- Directed by: Carles Bosch Josep Maria Domènech
- Written by: Carles Bosch David Trueba
- Release date: 2002;
- Language: Spanish

= Balseros (film) =

2002 documentary film by Carles Bosch and Josep Maria Domènech

Balseros (Rafters) is a 2002 Catalan documentary co-directed by Carles Bosch and Josep Maria Domènech about Cubans leaving during the Período Especial.

As a consequence of the widespread poverty that came with the end of economic support from the former USSR, 37,191 Cubans left Cuba in 1994, unimpeded by the Cuban government, using anything they could find or build to get to Florida in the United States. Most left with improvised rafts, which were often not seaworthy, and some even hijacked a ferry.

The documentary consists largely of interviews with the rafters ("Balseros"), over the course of seven years the lives of seven of those refugees, from the building of their rafts to their attempts at building new lives in the United States, giving insight into daily life in Cuba and the US in those days.

EXTRACTED INFORMATION:
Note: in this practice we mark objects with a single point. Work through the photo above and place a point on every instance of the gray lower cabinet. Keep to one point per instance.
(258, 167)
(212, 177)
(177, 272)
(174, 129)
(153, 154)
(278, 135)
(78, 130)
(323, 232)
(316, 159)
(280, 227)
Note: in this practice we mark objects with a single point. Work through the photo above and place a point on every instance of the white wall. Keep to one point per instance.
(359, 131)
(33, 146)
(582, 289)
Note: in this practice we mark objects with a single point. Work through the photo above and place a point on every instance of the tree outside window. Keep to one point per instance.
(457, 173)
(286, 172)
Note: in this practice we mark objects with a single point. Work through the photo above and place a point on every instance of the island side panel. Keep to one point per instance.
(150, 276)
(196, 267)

TASKS:
**A.** Retype the part of the Balseros passage from "The documentary consists" to "in those days." without any changes.
**B.** According to the Balseros passage, how many Cubans left Cuba in 1994?
**C.** Carry on writing the Balseros passage, starting after its final sentence.

ANSWERS IN ORDER:
**A.**
The documentary consists largely of interviews with the rafters ("Balseros"), over the course of seven years the lives of seven of those refugees, from the building of their rafts to their attempts at building new lives in the United States, giving insight into daily life in Cuba and the US in those days.

**B.** 37,191

**C.**
The documentary is 2 hours long. The first half is filmed in Cuba, with in the end some scenes of the rafters' months long detention in Guantanamo Bay, where lotteries were used to decide who would be allowed to go to the US. All the while, their families didn't know their whereabouts. The last hour is about the lives of those who got to the USA. These people were filmed again five years later, showing their difficulties adapting to a new type of society and the resulting homesickness, a "human adventure of people who are shipwrecked between two worlds".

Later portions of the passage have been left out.